··· Texto de lectura

8.4.20

La contagión, 24


Recojo el último pedido de librería que hice antes de que se declarase la epidemia. Después ya me he cortado, y aun así lo dejé reposar unos días en la estafeta de correos. Al abrir el paquete me doy cuenta de que es uno de los últimos gestos normales que tuve, cuando en la vida no había sobresaltos. Quizás ahora pediría otra cosa, no sé.
Había pedido un ejemplar de la Revista de Occidente del año 85 sobre estética y filosofía, con el ensayo de Irish Murdoch Retorno a lo sublime y a lo bello, que incluía una edición facsímil de los primeros poemas de Vicente Aleixandre. Había también en el paquete un libro recién salido, recomendación de mi amigo Enrique Romero, Cuando los inviernos eran inviernos, de Bernd Brunner, uno de esos estudios culturales, digamos, transversales que entretienen y arman de datos curiosos, de por ciertos que luego desenseban el discurso.

······
··· Información proporcionada

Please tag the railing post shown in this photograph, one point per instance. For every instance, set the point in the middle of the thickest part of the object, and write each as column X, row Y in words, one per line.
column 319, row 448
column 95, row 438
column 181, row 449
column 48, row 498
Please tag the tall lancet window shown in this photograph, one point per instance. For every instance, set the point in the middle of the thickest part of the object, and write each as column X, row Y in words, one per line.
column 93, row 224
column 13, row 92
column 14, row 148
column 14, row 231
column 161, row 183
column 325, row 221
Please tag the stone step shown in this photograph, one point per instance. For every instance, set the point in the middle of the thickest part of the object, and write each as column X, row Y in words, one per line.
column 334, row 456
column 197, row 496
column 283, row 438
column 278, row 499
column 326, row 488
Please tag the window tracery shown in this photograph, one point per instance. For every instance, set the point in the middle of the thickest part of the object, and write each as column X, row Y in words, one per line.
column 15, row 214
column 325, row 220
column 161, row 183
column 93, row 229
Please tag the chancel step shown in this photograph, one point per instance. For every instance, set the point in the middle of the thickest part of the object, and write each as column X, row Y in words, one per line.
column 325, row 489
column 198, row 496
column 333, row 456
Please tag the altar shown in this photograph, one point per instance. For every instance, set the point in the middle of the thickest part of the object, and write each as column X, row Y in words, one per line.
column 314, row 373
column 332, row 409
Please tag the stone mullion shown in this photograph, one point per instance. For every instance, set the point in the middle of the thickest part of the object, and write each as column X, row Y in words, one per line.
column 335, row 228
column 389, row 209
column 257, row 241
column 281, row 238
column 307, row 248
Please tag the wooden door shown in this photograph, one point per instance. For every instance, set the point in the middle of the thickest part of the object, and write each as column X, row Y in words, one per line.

······

▸ **Detalles del problema**: Imprime sin ningún cambio el fragmento del texto de lectura que va desde "La contagión, 24" hasta "cosa, no sé.". Las entradas no son necesarias.

▸ **Resultado completo**:
La contagión, 24


Recojo el último pedido de librería que hice antes de que se declarase la epidemia. Después ya me he cortado, y aun así lo dejé reposar unos días en la estafeta de correos. Al abrir el paquete me doy cuenta de que es uno de los últimos gestos normales que tuve, cuando en la vida no había sobresaltos. Quizás ahora pediría otra cosa, no sé.